▸ Page
Container Runtime on JUSUF

What Containers Provide

Containers provide the ability to build, ship, and run applications. They typically use linux features (e.g. namespaces) to encapsulate containers from other containers and the underlying operating system, and are more lightweight than virtual machines.

There are several technologies available to run containers, some examples are Docker, Shifter, and Singularity. On top, container orchestration middlewares like Kubernetes or OpenShift evolved. For shipping applications, these technologies typically use so-called images. Images contain a file system including a minimal operating-system, the application, and some metadata. A well-known standard for containers (and especially images) is OCI. Building the images is done via recipes. While all container technologies point out their differences to Docker, its Dockerfile recipe format is well known to all technologies and most often supported. This means, providing a Dockerfile is sufficient to build a proper image within the local container technology. A fallback is the interactive creation of container images.

▸ Stored rows

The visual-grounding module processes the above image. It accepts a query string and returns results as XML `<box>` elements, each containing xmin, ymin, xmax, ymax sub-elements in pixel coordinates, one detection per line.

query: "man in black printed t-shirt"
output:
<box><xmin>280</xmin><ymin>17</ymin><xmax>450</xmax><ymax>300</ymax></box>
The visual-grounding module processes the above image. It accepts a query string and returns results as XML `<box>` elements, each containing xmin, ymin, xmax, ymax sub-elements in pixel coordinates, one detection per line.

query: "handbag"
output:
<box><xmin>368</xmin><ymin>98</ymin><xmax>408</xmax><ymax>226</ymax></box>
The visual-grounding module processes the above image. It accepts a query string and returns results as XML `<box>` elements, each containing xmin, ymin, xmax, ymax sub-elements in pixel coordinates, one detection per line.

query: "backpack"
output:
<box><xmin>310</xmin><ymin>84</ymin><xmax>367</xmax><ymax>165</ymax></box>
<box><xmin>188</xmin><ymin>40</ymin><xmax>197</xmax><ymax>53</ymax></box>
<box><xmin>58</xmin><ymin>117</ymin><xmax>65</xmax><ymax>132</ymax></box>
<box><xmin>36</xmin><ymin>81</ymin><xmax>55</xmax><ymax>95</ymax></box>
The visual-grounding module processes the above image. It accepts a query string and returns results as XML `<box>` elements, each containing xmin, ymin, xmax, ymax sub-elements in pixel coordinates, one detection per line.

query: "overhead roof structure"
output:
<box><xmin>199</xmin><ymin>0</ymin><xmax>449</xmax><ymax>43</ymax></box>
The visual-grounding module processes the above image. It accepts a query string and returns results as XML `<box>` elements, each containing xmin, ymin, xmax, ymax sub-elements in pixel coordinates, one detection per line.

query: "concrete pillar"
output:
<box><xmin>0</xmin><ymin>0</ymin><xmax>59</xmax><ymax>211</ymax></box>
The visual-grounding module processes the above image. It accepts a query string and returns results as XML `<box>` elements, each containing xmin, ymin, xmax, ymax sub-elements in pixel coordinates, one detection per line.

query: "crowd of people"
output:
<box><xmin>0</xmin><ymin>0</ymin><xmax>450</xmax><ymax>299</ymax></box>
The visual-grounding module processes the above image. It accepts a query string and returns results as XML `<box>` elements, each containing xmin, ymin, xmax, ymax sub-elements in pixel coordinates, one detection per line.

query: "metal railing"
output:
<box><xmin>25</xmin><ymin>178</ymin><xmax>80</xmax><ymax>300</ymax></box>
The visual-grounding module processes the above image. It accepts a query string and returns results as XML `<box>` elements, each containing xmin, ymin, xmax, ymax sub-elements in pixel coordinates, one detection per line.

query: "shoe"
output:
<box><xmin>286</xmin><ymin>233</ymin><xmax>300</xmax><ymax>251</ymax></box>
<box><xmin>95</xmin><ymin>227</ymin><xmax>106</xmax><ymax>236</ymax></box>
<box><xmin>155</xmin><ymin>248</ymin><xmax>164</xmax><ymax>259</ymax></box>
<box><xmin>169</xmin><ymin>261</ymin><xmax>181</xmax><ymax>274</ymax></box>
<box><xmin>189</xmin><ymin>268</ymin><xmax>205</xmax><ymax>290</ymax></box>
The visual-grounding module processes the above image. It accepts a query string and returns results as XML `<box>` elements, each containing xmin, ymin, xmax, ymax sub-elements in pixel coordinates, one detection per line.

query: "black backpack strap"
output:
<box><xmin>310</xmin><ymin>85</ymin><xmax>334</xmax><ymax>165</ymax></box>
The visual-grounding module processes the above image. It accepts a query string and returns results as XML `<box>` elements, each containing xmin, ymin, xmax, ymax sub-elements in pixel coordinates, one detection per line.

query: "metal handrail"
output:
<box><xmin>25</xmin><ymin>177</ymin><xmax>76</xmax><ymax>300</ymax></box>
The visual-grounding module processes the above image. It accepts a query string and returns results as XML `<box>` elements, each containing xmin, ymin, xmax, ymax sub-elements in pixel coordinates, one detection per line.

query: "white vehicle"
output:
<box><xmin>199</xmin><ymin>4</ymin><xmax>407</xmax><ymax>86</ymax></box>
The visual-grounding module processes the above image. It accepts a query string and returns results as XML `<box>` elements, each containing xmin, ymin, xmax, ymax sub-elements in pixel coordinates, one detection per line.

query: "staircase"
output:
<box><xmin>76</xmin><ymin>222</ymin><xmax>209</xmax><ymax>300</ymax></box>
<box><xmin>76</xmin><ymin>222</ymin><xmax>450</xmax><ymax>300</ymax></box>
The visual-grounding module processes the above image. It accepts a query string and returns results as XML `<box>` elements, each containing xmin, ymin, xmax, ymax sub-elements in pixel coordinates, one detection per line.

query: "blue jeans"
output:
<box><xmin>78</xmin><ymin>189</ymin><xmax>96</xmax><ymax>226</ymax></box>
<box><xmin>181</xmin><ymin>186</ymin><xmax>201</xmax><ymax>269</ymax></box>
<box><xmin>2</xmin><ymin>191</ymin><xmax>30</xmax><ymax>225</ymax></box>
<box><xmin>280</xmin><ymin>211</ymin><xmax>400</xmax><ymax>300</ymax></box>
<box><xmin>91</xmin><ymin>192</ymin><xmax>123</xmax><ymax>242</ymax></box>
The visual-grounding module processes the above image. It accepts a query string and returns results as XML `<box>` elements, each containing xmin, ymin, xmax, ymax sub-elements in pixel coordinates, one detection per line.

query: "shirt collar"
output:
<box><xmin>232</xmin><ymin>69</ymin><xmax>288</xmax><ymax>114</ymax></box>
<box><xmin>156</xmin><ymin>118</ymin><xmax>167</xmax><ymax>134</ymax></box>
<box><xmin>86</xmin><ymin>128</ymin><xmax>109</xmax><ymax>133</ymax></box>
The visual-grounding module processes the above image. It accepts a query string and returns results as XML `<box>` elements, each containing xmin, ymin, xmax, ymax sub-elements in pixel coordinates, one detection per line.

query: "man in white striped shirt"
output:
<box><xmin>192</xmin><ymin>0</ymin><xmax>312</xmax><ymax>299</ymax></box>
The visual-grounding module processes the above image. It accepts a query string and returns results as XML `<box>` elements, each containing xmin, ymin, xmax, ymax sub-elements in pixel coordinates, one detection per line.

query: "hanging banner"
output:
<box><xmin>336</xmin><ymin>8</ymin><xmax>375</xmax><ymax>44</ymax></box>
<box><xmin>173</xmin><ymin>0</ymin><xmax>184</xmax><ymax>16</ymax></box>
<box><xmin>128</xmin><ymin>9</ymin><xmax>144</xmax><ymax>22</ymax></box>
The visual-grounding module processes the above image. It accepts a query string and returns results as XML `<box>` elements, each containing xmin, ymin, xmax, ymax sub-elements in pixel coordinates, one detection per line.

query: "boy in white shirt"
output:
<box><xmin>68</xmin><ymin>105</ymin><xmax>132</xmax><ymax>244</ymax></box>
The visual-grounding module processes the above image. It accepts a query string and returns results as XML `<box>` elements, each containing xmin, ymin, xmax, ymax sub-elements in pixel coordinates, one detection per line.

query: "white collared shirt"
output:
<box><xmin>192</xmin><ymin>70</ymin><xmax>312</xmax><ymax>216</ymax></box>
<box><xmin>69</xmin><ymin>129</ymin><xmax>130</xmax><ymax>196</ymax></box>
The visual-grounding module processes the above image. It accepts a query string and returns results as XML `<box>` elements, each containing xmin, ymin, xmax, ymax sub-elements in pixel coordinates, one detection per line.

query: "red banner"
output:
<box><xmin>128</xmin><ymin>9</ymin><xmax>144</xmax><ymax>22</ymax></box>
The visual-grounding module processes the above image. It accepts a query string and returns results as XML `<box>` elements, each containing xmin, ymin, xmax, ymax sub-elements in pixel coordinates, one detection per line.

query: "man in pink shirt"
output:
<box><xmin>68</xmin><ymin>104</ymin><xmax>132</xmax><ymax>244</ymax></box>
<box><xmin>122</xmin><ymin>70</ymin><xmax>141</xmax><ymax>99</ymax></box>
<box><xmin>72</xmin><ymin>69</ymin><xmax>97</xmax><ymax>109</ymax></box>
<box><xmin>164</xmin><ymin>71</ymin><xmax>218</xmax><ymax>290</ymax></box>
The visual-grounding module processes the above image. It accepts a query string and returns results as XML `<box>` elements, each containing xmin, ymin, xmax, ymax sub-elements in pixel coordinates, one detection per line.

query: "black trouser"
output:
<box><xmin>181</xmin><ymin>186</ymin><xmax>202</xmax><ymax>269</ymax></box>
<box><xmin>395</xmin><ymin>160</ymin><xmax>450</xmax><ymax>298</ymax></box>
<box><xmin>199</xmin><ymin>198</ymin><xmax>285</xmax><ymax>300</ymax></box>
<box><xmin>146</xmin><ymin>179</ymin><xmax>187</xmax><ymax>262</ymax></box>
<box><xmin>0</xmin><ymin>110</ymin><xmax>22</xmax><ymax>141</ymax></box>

▸ What the task requires
Reproduce word for word the part of the container runtime page above that opens with the words containing "What Containers Provide" and closes with "than virtual machines.".

▸ Answer to the exercise
What Containers Provide

Containers provide the ability to build, ship, and run applications. They typically use linux features (e.g. namespaces) to encapsulate containers from other containers and the underlying operating system, and are more lightweight than virtual machines.